### Stated goal A
In the post on the two schools of PR, rewrite the paragraph that begins "In my previous post about Naked Conversations" as a short bulleted list that keeps its main facts.
### Stated goal B
What is Amanda Chapel's line of work, according to the post on the two schools of PR?
### Stated goal C
Continue the post on the two schools of PR, picking up right after Amanda Chapel's quoted remarks.

### Document text
━━━━━━━━━━

Command-and-Control vs. Listen-and-Participate Monday, Jul 17 2006 

In my previous post about Naked Conversations, I mentioned two schools of PR that Scoble and Israel believe are in practice today. One is the command-and-control school in which PR professionals believe that they should keep communicating they way they have been and perhaps add a little spin to make the company look better. The second school, which is also referred to as the new school, subscribes to a listen-and-participate philosophy. Those PR professionals who follow this philosophy believe in taking a conversational approach by listening and responding to consumers’ needs.

Jeff Jarvis has a great post that demonstrates these two schools of communication. Amanda Chapel, a PR professional gets into a heated debate with Jarvis regarding his previous post about his dissatisfaction with Dell. Amanda’s arguments are basically consistent with the command-and-control school of communication. She argues:

He (Michael Dell) should care about a good product and an identified market. That does NOT necessarily mean individual customers… You have one vote. I suggest you don’t buy Dell. Period. Anything more than that is an attempt to hold Dell and its shareholder hostage. We don’t owe you anything!

━━━━━━━━━━

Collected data
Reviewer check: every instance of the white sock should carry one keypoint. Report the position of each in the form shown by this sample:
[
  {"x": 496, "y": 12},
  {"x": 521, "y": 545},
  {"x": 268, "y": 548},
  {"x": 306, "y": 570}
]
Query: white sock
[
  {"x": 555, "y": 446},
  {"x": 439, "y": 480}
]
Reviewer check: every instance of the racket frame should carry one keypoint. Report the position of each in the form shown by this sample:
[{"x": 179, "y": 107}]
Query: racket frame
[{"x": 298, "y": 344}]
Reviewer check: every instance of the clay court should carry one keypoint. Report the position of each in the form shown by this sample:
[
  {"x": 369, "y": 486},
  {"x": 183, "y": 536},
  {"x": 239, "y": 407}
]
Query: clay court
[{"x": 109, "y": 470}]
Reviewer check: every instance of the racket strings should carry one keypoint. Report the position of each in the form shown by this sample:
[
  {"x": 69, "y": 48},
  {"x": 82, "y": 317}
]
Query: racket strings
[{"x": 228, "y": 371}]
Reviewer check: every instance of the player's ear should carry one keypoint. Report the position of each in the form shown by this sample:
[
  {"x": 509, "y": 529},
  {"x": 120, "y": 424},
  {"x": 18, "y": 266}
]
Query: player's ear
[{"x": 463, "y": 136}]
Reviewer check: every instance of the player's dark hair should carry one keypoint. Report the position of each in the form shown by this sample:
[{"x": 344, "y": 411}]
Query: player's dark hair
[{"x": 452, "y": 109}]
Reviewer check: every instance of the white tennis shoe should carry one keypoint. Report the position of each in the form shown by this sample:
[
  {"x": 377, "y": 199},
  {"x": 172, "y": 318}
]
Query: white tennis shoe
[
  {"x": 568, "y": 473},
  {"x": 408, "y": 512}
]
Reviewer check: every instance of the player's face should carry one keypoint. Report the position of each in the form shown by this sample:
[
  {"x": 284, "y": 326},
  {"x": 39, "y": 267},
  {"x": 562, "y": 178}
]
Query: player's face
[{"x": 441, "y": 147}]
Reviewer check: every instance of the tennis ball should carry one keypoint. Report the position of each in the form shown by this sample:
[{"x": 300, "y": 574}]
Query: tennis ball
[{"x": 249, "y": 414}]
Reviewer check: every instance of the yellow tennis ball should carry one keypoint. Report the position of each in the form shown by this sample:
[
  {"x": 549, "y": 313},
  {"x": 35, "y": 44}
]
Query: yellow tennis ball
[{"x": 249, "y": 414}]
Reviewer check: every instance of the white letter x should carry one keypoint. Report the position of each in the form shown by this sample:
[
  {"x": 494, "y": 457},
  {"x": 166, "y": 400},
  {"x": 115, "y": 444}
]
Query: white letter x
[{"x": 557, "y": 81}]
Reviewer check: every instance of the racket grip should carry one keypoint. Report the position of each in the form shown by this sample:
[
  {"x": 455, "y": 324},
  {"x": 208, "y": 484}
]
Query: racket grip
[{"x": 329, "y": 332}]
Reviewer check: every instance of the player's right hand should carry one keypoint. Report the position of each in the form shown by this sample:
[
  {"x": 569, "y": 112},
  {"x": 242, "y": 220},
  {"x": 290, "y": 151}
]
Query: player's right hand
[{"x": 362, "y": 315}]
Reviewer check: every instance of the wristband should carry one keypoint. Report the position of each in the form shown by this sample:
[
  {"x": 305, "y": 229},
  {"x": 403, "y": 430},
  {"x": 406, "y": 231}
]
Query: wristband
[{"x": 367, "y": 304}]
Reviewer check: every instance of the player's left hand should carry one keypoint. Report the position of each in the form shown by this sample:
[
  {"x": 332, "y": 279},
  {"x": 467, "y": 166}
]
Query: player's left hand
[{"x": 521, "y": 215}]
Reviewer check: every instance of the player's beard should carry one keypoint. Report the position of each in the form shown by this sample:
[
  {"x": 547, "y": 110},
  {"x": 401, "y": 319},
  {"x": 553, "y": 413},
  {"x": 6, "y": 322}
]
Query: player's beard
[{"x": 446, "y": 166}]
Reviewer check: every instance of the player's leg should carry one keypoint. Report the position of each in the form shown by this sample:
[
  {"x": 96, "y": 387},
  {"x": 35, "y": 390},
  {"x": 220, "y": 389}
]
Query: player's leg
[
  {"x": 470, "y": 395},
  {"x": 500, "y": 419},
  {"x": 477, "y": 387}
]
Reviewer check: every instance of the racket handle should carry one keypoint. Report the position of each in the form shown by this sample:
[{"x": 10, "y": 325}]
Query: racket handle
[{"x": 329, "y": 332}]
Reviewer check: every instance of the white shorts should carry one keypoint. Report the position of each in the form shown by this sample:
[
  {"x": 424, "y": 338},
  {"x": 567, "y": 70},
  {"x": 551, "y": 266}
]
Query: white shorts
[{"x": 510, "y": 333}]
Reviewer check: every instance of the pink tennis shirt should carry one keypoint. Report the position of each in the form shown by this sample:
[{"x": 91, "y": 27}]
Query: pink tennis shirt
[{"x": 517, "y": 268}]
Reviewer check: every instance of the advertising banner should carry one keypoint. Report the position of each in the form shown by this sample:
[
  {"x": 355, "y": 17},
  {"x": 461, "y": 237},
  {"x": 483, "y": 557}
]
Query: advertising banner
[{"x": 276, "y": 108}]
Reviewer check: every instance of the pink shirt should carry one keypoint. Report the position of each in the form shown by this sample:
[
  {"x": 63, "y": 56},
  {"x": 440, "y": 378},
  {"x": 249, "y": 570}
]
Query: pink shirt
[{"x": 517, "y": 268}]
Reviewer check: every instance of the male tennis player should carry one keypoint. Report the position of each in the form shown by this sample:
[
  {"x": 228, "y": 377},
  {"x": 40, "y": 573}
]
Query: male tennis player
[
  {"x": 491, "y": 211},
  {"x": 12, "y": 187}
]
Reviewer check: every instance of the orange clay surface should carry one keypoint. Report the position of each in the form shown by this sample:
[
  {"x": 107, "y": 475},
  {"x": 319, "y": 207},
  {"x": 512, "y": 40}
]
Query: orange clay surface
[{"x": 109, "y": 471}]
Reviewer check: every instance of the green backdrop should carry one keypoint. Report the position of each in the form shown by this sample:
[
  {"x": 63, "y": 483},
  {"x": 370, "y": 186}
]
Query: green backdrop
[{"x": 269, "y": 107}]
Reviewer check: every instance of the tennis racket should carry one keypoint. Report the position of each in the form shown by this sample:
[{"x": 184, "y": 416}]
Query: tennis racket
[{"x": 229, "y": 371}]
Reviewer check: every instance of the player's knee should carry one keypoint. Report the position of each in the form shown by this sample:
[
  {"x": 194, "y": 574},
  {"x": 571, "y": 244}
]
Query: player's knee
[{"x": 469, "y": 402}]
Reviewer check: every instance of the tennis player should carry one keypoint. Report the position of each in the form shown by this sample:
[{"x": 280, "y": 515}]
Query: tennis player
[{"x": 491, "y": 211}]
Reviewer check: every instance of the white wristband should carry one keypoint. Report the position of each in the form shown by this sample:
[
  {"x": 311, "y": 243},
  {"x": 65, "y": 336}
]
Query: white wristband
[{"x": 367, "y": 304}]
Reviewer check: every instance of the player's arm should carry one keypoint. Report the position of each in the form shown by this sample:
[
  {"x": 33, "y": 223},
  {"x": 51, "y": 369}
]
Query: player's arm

━━━━━━━━━━

### Task response A
- A previous post about Naked Conversations mentioned two schools of PR that Scoble and Israel believe are in practice today.
- Command-and-control: PR professionals keep communicating the way they have been, perhaps adding a little spin to make the company look better.
- Listen-and-participate (the new school): PR professionals take a conversational approach, listening and responding to consumers' needs.

### Task response B
She is a PR professional.

### Task response C
Why care about individual customers? Well, I think this is obvious, individual customers together equal a collective of customers, which then equals Dell’s meal ticket. It’s scary to think that this woman is a PR professional giving advice to corporations. Amanda goes on to argue that:

You (Jeff Jarvis) grossly overestimate the value of the customer relationship. Excuse me, businesses don’t really want “relationships” with their customers. It’s too expensive, it’s too messy and the return is nominal at best. Not even the most prolific hooker wants a personal relationship. Our job is to provide needs/wants/desires and then present clients with something special. If I did my homework, I will be rewarded; if not, I will be punished. The money is on the dresser. End of transaction.

OUCH!!! To some extent, Amanda has a point. Businesses should not be concerned about building a personal relationship with customers. They should be more concerned about building a business relationship. Today is my birthday. If I had a Dell Computer (which after reading this I am glad I don’t!!), I would not care if they called to wish me a happy birthday. However, I would care if a Dell representative cared about my issue with its product when I call it’s technical support line. See the difference? If Dell is the type of company that believes the transaction is over once the money is paid and the product leaves the store, then I will think twice about recommending a Dell computer to my mother.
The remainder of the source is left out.